** Start Passage shown **
# Data Science Workflow

## Problem Definition: Using customer data, we want to predict which customers are going to churn or may leave the subscription that you provide.

### Further Information:
### What is Churn?
Churn is the measure of the the amount of people who stop subscribing or buying a product over time. In situations where consumers are subscribing to a service it is important to measure how likely those people are to stop subscribing. In this demo, when churn is true, it will hold the value of 1. When a customer does not churn, it will hold a value of 0.

### Imports

In [None]:
%matplotlib inline
import scipy
import importlib
import os
import re
import sys
import matplotlib
from sklearn.utils import shuffle
from sklearn.metrics import confusion_matrix
from sklearn.metrics import accuracy_score, f1_score, recall_score, auc, precision_score, roc_auc_score, roc_curve
from sklearn.model_selection import cross_val_score
from collections import OrderedDict

## Data Collection

This phase of the project is where we connect to an external data stream such as a SQL database, an S3 bucket, or a simple CSV file so that we can gain access to our data.

In [None]:
churn_data = pd.read_hdf("C:\\Users\\elijah2352\\Downloads\\churndata.h5")
print(churn_data.head())

## Feature Engineering
One of the most important parts of the data scientist's workflow is that we have to create the right features for us to input into the machine learning algorithm. The idea is that we have to ensure that the features are in the correct format while also maximizing information and minimizing the number of features to avoid curse of dimensionality problems with the data. 

In [None]:
# First, we need to clean each column, including the column names
churn_exp = churn_data.copy()
** End Passage shown **
**Work to complete:**
**1.** Summarize the churn prediction workflow in two sentences.
**2.** Write the next part of the churn prediction workflow, starting right after its last line of code.
The lines that come after this text have nothing to do with it.
** Start Source data **
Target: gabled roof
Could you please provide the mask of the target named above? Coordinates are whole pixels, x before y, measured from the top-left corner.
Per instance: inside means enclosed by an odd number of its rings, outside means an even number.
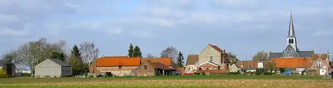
** End Source data **
**Outputs in order:**
**1.** The workflow aims to use customer data to predict which customers will churn, meaning stop subscribing or buying a product over time, with churn coded as 1 and no churn as 0. It moves from collecting data through an external source such as a SQL database, an S3 bucket or a CSV file to feature engineering, where features must be put in the correct format while maximizing information and keeping their number low to avoid the curse of dimensionality.

**2.**
churn_exp.rename(columns={'Churn?': 'Churn'}, inplace=True)

# Now, you have to clean the columns
churn_exp.loc[:, 'Churn'] = churn_exp.loc[:, 'Churn'].map(lambda x: re.sub('[.]',
    '', x))

# Now we need to convert the columns to something more usable. You also would need to know what columns need to be changed, 
# which can be a chore if you have hundreds of rows of data.

churn_exp.loc[:, 'VMail Plan'].replace('yes', 1, inplace=True)
churn_exp.loc[:, 'VMail Plan'].replace('no', 0, inplace=True)
churn_exp.loc[:, 'Int\'l Plan'].replace('yes', 1, inplace=True)
churn_exp.loc[:, 'Int\'l Plan'].replace('no', 0, inplace=True)

# Now, we have to change the labels that we have to predict:

churn_exp.loc[:, 'Churn'].replace('False', 0, inplace=True)
churn_exp.loc[:, 'Churn'].replace('True', 1, inplace=True)

# We now have to find and standardize the columns of the data for the algorithms like Logistic Regression.

from sklearn.preprocessing import StandardScaler
standard_scaler = StandardScaler() # Assume .25, .75 quantiles
# This will be a hard part.... 
# Also, it gives you a way to focus on what's important instead of being bombarded with a bunch of information at once. 
# It sort of gives you a good process to draw from.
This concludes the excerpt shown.